Segment Start: Text shown

The Parable of the Sower – Devotional Thoughts from Mark 4:1-9

Mark 4:1-9
1 Again he began to teach beside the sea. And a very large crowd gathered about him, so that he got into a boat and sat in it on the sea, and the whole crowd was beside the sea on the land.
2 And he was teaching them many things in parables, and in his teaching he said to them:
3 “Listen! A sower went out to sow.
4 And as he sowed, some seed fell along the path, and the birds came and devoured it.
5 Other seed fell on rocky ground, where it did not have much soil, and immediately it sprang up, since it had no depth of soil.
6 And when the sun rose, it was scorched, and since it had no root, it withered away.
7 Other seed fell among thorns, and the thorns grew up and choked it, and it yielded no grain.
8 And other seeds fell into good soil and produced grain, growing up and increasing and yielding thirtyfold and sixtyfold and a hundredfold.”
9 And he said, “He who has ears to hear, let him hear.”

This passage should cause us to go two directions in contemplation. One, we should consider the sower, and two, we should consider the soils as we make application to our lives.

Jesus teaches using a parable as He explains why different people respond differently to the gospel. He compares the human heart to four different types of soil.
The first is described as a path; ground that is hard packed, unable to receive even the smallest of seeds.  This represents the hearts of those who hear the gospel and reject it outright. As Christ-followers we need not be concerned with this soil as representative of our own hearts, for we are in Christ! But we should be aware that some will respond to the gospel with pure hardness of heart; though they have eyes they do not see, though they have ears they they do not hear.

Next, the human heart is compared to rocky ground; earth that has a thin layer of soil on top with hard rock just bellow the surface. The seed of the gospel is said to spring up quickly because of the shallow soil, but the plant withers away quickly with the heat of the sun. This soil type should certainly concern us as professing Christians. We must ask ourselves, do I have depth to my faith? Do I really understand the gospel? Have I truly sunk my roots down deep into Christ through daily abiding in Him and His Holy Word? This is a question that we should ask ourselves throughout our Christian life if we hope to endure faithfully through the trials of life.

Segment End: Text shown
Segment Start: Information given

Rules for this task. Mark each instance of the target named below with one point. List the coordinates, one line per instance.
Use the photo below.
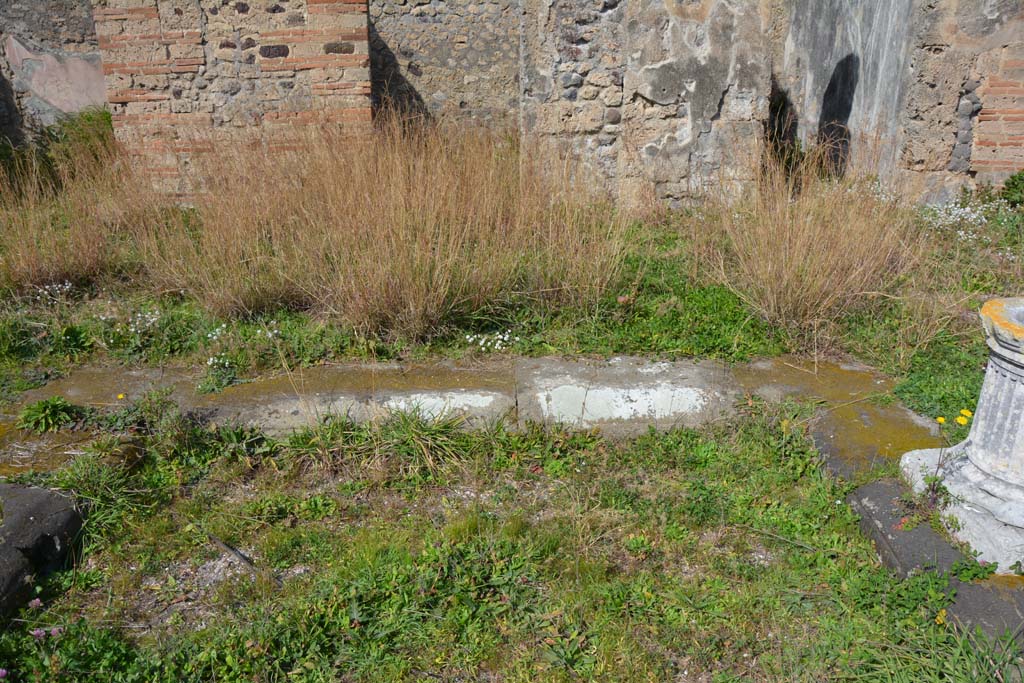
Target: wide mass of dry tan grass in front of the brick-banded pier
(398, 234)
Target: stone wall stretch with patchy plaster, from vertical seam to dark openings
(657, 95)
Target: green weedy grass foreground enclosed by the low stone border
(409, 550)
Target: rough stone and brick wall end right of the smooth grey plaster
(963, 91)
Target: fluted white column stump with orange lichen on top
(985, 475)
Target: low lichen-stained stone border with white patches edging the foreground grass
(622, 396)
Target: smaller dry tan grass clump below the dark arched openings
(804, 248)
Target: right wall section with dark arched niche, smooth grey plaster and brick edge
(931, 93)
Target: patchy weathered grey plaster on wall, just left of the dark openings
(698, 79)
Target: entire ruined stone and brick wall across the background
(668, 95)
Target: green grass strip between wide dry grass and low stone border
(662, 313)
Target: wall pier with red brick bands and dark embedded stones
(183, 75)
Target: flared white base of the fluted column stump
(989, 513)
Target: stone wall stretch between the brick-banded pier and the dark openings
(650, 94)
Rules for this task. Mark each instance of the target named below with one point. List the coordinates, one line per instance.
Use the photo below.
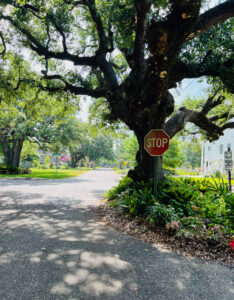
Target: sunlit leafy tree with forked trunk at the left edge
(27, 111)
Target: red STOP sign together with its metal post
(156, 142)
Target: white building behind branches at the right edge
(213, 153)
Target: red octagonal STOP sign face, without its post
(156, 142)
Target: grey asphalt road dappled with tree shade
(52, 247)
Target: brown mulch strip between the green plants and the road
(162, 240)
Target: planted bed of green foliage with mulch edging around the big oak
(197, 214)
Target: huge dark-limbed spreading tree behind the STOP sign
(130, 53)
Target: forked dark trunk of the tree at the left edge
(12, 151)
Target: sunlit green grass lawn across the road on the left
(50, 173)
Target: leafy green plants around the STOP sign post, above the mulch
(187, 207)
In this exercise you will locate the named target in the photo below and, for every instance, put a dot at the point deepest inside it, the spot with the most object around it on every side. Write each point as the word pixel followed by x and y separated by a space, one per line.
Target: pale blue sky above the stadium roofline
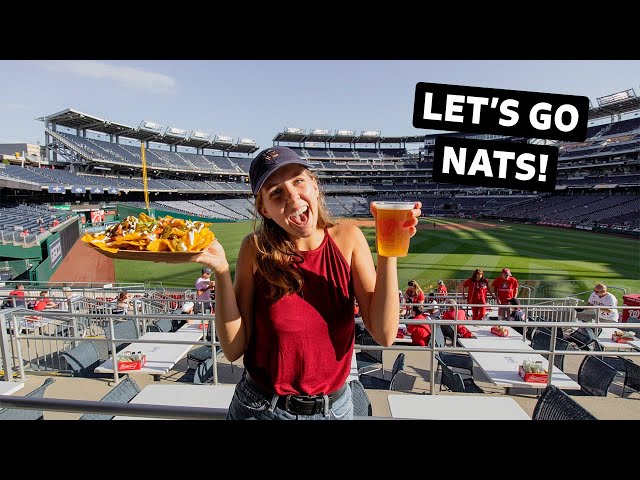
pixel 258 98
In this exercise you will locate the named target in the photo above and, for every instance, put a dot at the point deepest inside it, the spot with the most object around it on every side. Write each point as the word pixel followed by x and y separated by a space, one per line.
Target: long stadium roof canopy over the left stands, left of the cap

Segment End: Information given

Requirement A —
Reproduce the section of the devotional on the Parable of the Sower starting at "6 And when the" and ending at "yielded no grain.".
Requirement B —
In the devotional on the Parable of the Sower, what do the hard-packed path and its ground represent?
Requirement C —
Continue the devotional on the Parable of the Sower from the point where it stops.

Answer A —
6 And when the sun rose, it was scorched, and since it had no root, it withered away.
7 Other seed fell among thorns, and the thorns grew up and choked it, and it yielded no grain.

Answer B —
They represent the hearts of those who hear the gospel and reject it outright.

Answer C —
After this Jesus mentions the seed that fell among thorns. This, given the culture in which we live, should probably be of greatest concern to us. Jesus, in verse 19, says that the thorns represent the cares of this world, the deceitfulness of riches, and the desire for other things. I would guess that many Christians find their spiritual vitality and fruitfulness choked out by these pervasive thorns.

Jesus then mentions the good soil. This represents the heart that receives the gospel with gladness and continues to cultivate a spiritual life of depth based upon the gospel. It should be noted that it is only this soil that produces a harvest “yielding thirtyfold and sixtyfold and a hundredfold.”

As we consider the soils, we should be encouraged to daily tend the garden of our souls. We must submit to God and His Word, asking the Holy Spirit to till the soil for depth and to weed out any potential distraction to the kingdom. I trust that if we do this, we will be fruitful in our ministry.

When it comes to the sower, we should notice one thing – the sower sowed liberally. The sower did not try to discern the quality of the soil before he cast the seed. From an agricultural perspective this sort of behavior is foolish (perhaps Jesus wanted this part of the story to be shocking to His listeners as a way to draw attention to this principle). Seed was expensive in Jesus’ day and a good farmer would have made quite sure that the soil was good before he threw the precious seed. Jesus seems to be communicating that when it comes to the gospel of the kingdom it is not our place to judge the condition of the human heart or the readiness of an individual to receive the gospel; we are simply called to sow seed and to leave the rest to God.

I wonder what kind of harvest we would see if we would stop judging by appearance? What would happen if we shared the gospel more freely? I think we would find ourselves in the midst of a great harvest! Truth be told, it might be those who, according to our judgement, appear to be furthest from the kingdom who are in fact the closest. The reality is that we have no idea what God is doing in the hearts of the men and women and boys and girls who live all around us. God is constantly tilling hearts; some soil is prepared and some is not. The only way that we will know if someone is ready to receive the gospel is to preach the gospel to them.

Church, I encourage you to apply the twofold message of this parable to your lives. Ask God to till the soil of your own heart and preach the gospel freely today.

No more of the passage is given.